# SUPPLIED DATA:
----
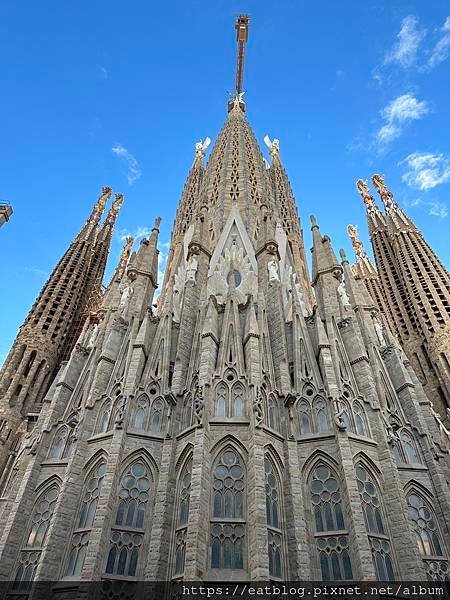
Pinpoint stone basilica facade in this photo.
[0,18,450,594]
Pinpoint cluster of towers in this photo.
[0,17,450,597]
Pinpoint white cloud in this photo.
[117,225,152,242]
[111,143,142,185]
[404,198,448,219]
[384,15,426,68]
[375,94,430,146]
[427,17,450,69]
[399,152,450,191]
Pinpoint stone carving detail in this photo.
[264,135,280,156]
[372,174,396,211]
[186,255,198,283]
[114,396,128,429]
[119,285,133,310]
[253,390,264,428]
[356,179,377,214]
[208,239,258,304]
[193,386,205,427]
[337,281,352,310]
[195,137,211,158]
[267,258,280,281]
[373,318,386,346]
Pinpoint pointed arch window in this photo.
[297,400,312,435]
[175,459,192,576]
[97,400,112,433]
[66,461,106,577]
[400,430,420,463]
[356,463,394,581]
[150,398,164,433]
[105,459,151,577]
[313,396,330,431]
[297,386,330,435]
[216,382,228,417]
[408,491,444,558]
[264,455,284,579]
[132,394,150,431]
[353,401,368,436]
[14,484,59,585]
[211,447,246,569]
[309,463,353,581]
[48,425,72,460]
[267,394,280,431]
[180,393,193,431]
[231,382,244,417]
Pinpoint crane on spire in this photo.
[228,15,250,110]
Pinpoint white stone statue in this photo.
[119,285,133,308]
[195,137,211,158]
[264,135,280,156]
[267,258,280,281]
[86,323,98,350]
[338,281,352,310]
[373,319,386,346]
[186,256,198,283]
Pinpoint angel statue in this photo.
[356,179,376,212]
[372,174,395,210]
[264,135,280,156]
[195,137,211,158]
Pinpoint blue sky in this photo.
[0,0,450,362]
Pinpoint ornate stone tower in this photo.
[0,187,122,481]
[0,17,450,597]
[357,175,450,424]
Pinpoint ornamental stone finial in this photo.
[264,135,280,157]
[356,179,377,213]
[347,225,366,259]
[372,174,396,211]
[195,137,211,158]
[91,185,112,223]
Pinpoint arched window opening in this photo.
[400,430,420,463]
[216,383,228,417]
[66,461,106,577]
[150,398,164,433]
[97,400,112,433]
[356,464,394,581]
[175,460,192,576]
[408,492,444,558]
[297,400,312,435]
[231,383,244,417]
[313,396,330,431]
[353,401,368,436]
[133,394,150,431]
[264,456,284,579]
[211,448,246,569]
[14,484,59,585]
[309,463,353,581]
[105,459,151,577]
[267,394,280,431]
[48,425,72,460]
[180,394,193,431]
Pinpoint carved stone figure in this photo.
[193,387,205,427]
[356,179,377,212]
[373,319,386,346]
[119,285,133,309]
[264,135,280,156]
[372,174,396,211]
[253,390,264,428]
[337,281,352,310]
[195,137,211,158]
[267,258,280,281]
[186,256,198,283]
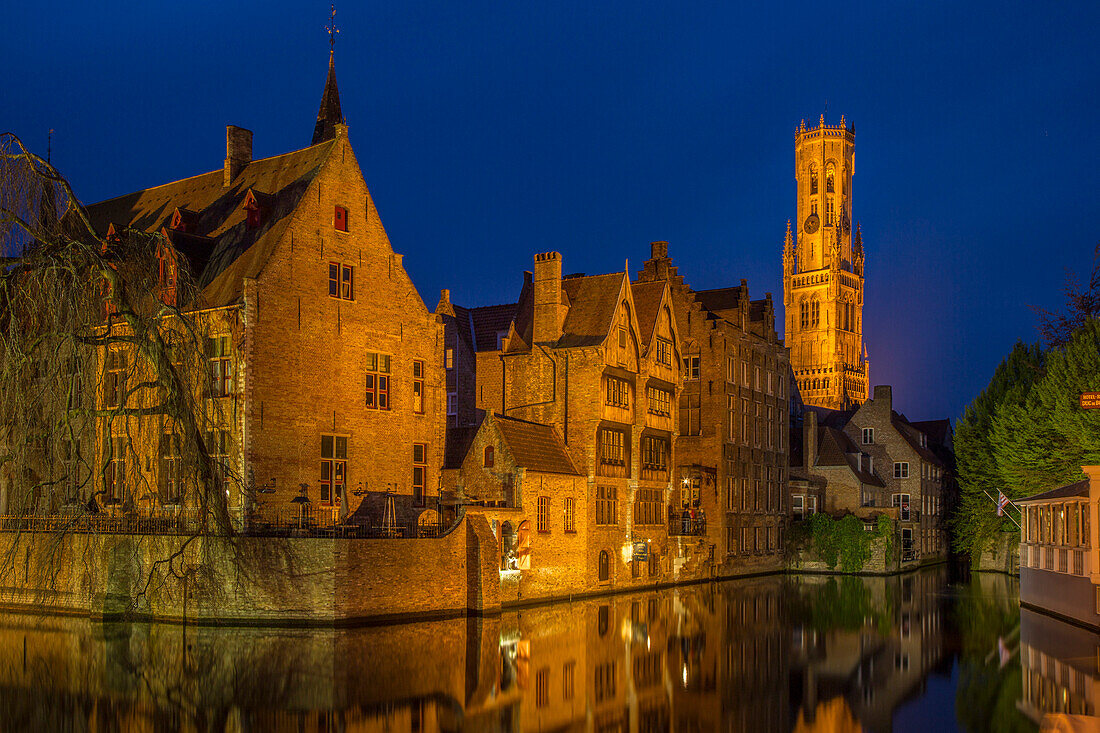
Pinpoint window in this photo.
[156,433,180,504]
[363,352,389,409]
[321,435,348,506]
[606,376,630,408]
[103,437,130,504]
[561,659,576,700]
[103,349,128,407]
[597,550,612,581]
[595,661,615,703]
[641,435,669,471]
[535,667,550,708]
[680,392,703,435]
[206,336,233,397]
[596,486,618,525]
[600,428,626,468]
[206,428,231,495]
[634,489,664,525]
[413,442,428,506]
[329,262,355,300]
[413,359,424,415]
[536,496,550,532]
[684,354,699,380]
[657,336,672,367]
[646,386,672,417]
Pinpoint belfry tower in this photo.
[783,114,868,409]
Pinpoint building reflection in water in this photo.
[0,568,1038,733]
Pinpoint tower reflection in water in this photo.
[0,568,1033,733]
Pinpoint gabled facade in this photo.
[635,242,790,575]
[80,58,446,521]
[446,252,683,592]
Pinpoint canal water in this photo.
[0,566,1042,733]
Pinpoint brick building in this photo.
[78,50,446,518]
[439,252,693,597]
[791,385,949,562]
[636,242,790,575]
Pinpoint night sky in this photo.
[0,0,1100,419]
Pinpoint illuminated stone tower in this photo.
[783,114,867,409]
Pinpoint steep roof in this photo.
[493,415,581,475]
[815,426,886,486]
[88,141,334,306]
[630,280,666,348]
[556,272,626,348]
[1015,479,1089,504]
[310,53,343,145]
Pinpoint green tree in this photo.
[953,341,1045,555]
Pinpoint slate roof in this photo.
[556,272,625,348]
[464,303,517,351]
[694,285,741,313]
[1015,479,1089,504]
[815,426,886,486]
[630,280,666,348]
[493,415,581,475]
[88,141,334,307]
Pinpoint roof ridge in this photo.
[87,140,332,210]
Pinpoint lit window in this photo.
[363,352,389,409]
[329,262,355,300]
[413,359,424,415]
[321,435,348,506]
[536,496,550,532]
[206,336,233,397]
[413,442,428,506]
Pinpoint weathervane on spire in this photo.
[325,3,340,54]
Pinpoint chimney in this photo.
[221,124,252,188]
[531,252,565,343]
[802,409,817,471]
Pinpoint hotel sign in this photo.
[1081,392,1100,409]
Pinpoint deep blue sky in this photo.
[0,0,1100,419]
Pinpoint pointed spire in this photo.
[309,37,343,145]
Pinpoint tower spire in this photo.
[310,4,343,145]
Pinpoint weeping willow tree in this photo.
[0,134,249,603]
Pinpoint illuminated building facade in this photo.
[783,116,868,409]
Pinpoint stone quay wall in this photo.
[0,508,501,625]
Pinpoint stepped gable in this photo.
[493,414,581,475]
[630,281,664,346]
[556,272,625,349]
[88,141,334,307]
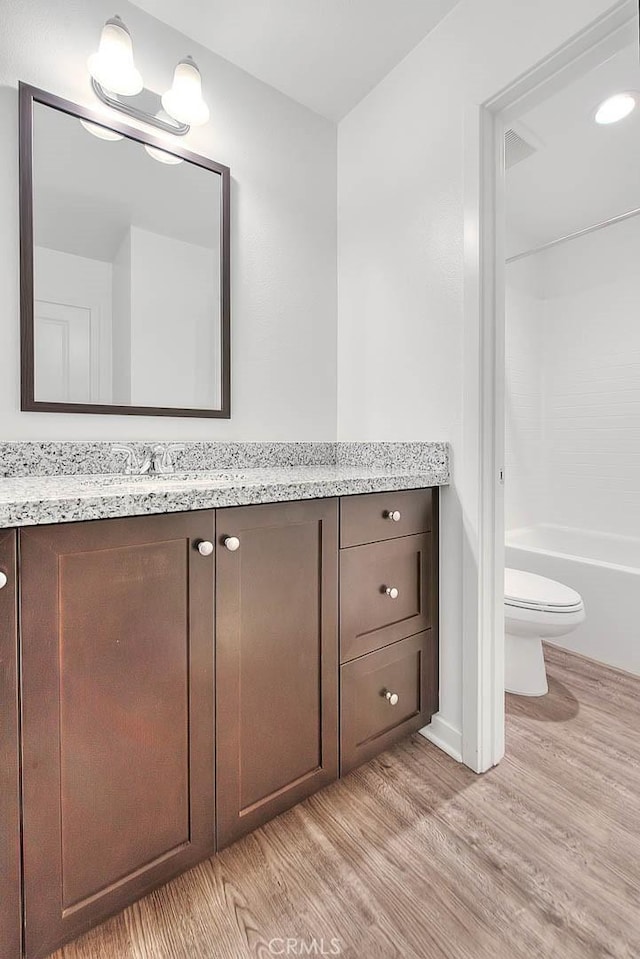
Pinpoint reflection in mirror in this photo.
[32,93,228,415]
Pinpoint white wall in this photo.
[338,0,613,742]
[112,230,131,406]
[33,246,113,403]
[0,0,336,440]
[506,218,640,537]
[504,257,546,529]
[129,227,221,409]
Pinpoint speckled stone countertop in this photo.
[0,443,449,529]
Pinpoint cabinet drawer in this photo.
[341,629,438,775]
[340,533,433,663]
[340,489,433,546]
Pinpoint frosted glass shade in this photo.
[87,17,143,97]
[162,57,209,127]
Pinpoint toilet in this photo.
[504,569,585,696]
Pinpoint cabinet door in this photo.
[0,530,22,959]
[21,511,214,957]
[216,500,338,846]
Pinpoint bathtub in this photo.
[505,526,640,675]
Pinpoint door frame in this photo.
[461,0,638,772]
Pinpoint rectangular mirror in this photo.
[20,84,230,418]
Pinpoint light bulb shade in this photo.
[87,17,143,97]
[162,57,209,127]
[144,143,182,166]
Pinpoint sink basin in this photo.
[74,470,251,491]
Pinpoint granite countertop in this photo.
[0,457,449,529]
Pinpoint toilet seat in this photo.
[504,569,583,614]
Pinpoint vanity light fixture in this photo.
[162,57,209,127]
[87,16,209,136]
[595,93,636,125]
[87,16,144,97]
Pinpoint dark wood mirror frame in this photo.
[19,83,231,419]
----
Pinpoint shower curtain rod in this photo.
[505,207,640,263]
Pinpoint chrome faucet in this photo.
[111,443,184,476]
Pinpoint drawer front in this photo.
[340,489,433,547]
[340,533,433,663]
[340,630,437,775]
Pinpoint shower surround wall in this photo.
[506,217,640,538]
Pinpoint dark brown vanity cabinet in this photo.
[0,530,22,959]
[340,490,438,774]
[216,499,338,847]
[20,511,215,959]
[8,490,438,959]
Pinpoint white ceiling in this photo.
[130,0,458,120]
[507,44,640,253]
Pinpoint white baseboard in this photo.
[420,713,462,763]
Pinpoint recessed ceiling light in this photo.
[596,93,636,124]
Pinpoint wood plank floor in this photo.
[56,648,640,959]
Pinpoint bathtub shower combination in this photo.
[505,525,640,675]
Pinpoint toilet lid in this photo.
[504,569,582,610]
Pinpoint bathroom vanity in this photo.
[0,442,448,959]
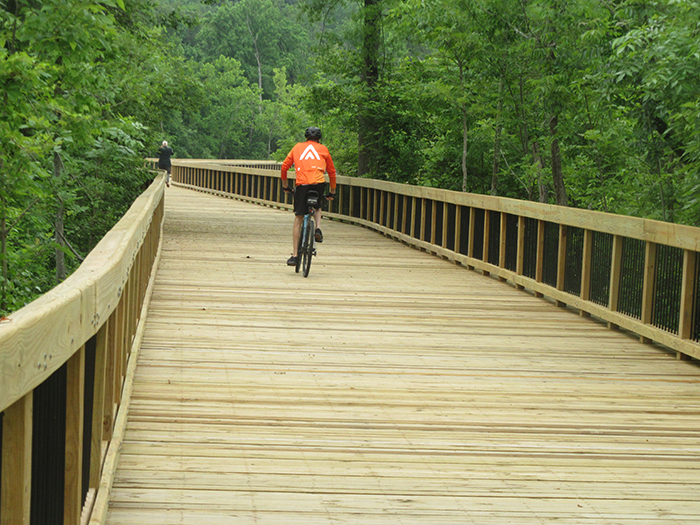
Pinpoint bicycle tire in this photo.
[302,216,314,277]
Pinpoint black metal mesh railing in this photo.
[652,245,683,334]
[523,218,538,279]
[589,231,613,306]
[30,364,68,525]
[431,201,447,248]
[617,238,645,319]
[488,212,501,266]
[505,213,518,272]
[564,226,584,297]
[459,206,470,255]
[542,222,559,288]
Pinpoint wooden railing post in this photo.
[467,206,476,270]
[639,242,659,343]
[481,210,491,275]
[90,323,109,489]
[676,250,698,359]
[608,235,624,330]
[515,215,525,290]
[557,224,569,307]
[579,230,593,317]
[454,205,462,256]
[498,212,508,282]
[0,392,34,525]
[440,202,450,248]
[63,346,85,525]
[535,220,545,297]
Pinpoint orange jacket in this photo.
----
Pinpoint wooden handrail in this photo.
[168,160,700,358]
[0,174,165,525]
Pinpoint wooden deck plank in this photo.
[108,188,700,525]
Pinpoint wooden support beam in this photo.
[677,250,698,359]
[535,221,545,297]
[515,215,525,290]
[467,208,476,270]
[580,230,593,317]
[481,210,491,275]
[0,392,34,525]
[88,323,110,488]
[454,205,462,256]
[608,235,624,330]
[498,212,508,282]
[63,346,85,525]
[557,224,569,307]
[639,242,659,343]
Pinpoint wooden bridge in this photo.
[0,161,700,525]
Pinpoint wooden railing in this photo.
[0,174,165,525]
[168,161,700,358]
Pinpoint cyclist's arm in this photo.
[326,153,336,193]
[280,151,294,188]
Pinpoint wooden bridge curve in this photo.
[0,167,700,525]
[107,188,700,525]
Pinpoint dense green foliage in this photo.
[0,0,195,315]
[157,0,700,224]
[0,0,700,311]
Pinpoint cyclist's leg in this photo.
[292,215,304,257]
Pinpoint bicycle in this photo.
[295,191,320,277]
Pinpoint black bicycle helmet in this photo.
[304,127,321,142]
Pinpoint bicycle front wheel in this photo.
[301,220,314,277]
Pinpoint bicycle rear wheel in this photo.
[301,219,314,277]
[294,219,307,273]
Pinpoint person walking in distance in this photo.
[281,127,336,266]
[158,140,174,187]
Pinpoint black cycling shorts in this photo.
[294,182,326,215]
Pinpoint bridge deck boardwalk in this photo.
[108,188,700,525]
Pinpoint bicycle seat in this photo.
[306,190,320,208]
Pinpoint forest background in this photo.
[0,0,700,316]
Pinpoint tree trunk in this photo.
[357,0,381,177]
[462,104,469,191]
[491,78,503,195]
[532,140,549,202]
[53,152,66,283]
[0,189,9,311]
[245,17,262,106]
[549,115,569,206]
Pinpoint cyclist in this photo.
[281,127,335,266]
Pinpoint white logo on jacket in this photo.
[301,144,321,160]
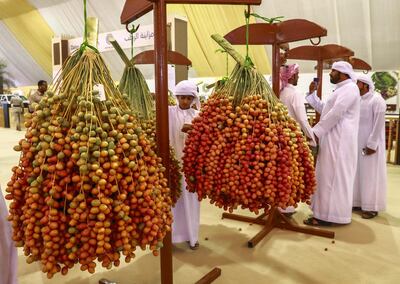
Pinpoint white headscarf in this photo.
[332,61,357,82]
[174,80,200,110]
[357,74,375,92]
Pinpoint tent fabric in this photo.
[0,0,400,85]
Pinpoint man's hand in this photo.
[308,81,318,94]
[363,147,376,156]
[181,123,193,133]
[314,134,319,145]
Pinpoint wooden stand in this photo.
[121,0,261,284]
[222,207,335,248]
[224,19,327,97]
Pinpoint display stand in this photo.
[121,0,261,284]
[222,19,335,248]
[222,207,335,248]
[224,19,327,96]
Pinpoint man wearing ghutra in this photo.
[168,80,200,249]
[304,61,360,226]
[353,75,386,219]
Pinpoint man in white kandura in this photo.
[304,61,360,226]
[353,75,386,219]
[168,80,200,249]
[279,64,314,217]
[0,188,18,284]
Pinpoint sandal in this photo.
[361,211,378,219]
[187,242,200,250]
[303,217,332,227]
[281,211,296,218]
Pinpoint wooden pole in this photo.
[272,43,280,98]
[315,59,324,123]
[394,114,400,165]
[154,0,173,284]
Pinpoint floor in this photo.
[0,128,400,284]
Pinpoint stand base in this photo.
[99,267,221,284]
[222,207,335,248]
----
# TASK INSTRUCTIONS:
Rewrite the listing starting at the line that contains "Pinpoint hotel sign in this photo." and ending at the line that contains "[129,227,221,409]", with "weeping willow tree" changed to "willow tree" and everything else kept the same. Leave out the pictures.

# ANSWER FOR THIS EXERCISE:
Pinpoint hotel sign in this photo.
[1081,392,1100,409]
Pinpoint deep blue sky in this photo.
[0,0,1100,419]
Pinpoint pointed spire in this photo.
[309,37,343,145]
Pinpoint tower spire in this photo.
[310,4,343,145]
Pinpoint willow tree in this photo.
[0,134,249,603]
Pinpoint illuminated building facade in this photo.
[783,116,868,409]
Pinpoint stone quay wall in this photo.
[0,508,501,625]
Pinpoint stepped gable in this photo.
[493,414,581,475]
[630,281,664,346]
[556,272,625,349]
[88,141,334,307]
Pinpoint reflection in mirror in this photo.
[32,93,228,415]
Pinpoint white wall in this photo.
[338,0,613,742]
[112,230,131,406]
[33,246,113,403]
[0,0,336,440]
[506,218,640,537]
[504,257,546,529]
[129,227,221,409]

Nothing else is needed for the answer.